◆ **Article**
Some space telescopes, including those that orbit the Sun, have seen huge arches of the Sun's material suddenly shoot out. These are called solar prominences. Solar prominences come in many shapes and sizes. Some are so big that Earth could fit inside them! Solar flares are also powerful bursts of energy that come and go.
Sunspots, prominences, and flares become rare, then numerous, and then rare again, following a cycle of about 11 years.
Eclipses
A solar eclipse happens when the Moon passes directly between the Earth and the Sun, blocking the Sun's light. The last total solar eclipse on December 26, 2019, was seen in Saudi Arabia, India, Sumatra, and Borneo. Parts of Australia and Asia saw a partial eclipse.
A lunar eclipse occurs when the Moon passes through Earth's shadow. This can only happen during a full moon. There can be anywhere from 0 to 3 lunar eclipses in a single year. Partial lunar eclipses happen a bit more often than total ones.
Solar Weather and Its Effects
Solar weather, also called space weather, affects us on Earth. It includes sunlight and the solar wind. Solar flares can shoot out a lot of very hot gas from the Sun. If a solar flare is aimed towards Earth, fast-moving protons (tiny particles with a positive electric charge) can hit our planet. This can cause a solar storm.
Solar storms can lead to electrical blackouts or block radio signals. They can also damage satellites orbiting Earth. The radiation from an extreme solar storm could be very dangerous for astronauts, so they need protection. Luckily, Earth’s magnetic field and atmosphere usually protect us from these flares.

◆ **Dataset excerpt**

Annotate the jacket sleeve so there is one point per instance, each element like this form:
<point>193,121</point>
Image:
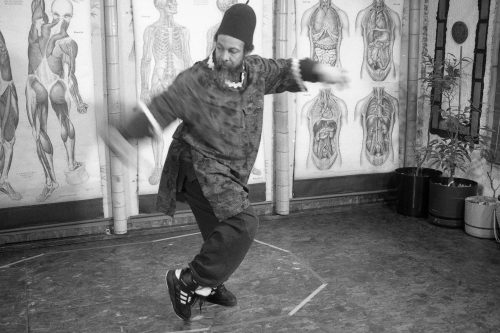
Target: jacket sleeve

◆ **Prompt 1**
Summarize the passage on solar activity in two sentences.
◆ **Prompt 2**
Carry on the passage on solar activity, picking up after its final sentence.
The data stands apart from the passage on solar activity and is a separate body of material.

◆ **Result 1**
Solar prominences are huge arches of the Sun's material and solar flares are powerful bursts of energy, and together with sunspots they follow a cycle of about 11 years, while eclipses occur when the Moon blocks the Sun's light or passes through Earth's shadow. Solar weather can bring solar storms that cause blackouts, block radio signals, damage satellites and endanger astronauts, although Earth's magnetic field and atmosphere usually protect us.

◆ **Result 2**
Solar flares can also create an aurora. Auroras look like beautiful, shimmering curtains of light in the sky. They are called Northern Lights (Aurora Borealis) if seen near the North Pole. They are called Southern Lights (Aurora Australis) if seen near the South Pole. Solar weather also affects other planets. We have pictures of auroras on every planet except Mercury and Pluto.
Just like we get Earth weather forecasts, we can get Solar weather forecasts. Scientists study the Sun to predict when flares will happen. They try to tell when solar storms will reach Earth or other parts of the Solar System.
The Sun's Planetary System
The Sun has eight known planets orbiting it. These include four rocky planets (Mercury, Venus, Earth, and Mars), two gas giants (Jupiter and Saturn), and two ice giants (Uranus and Neptune). Our Solar System also has at least five dwarf planets, an asteroid belt, many comets, and a large number of icy objects beyond Neptune's orbit.
Observing the Sun and Its Effects
Looking directly at the bright Sun with your naked eye can cause pain. However, doing so for very short times is usually not harmful to normal eyes.
But, looking at the Sun through binoculars or a telescope can cause permanent eye damage. These tools focus sunlight, making it much more intense.
Partial solar eclipses are dangerous to view directly. This is because your eye's pupil doesn't adjust well to the unusual contrast between the bright sliver of Sun and the dark sky.
Ultraviolet light from the Sun can kill germs and can be used to clean tools and water. It also causes sunburn and has other effects like helping your body make vitamin D and causing sun tanning.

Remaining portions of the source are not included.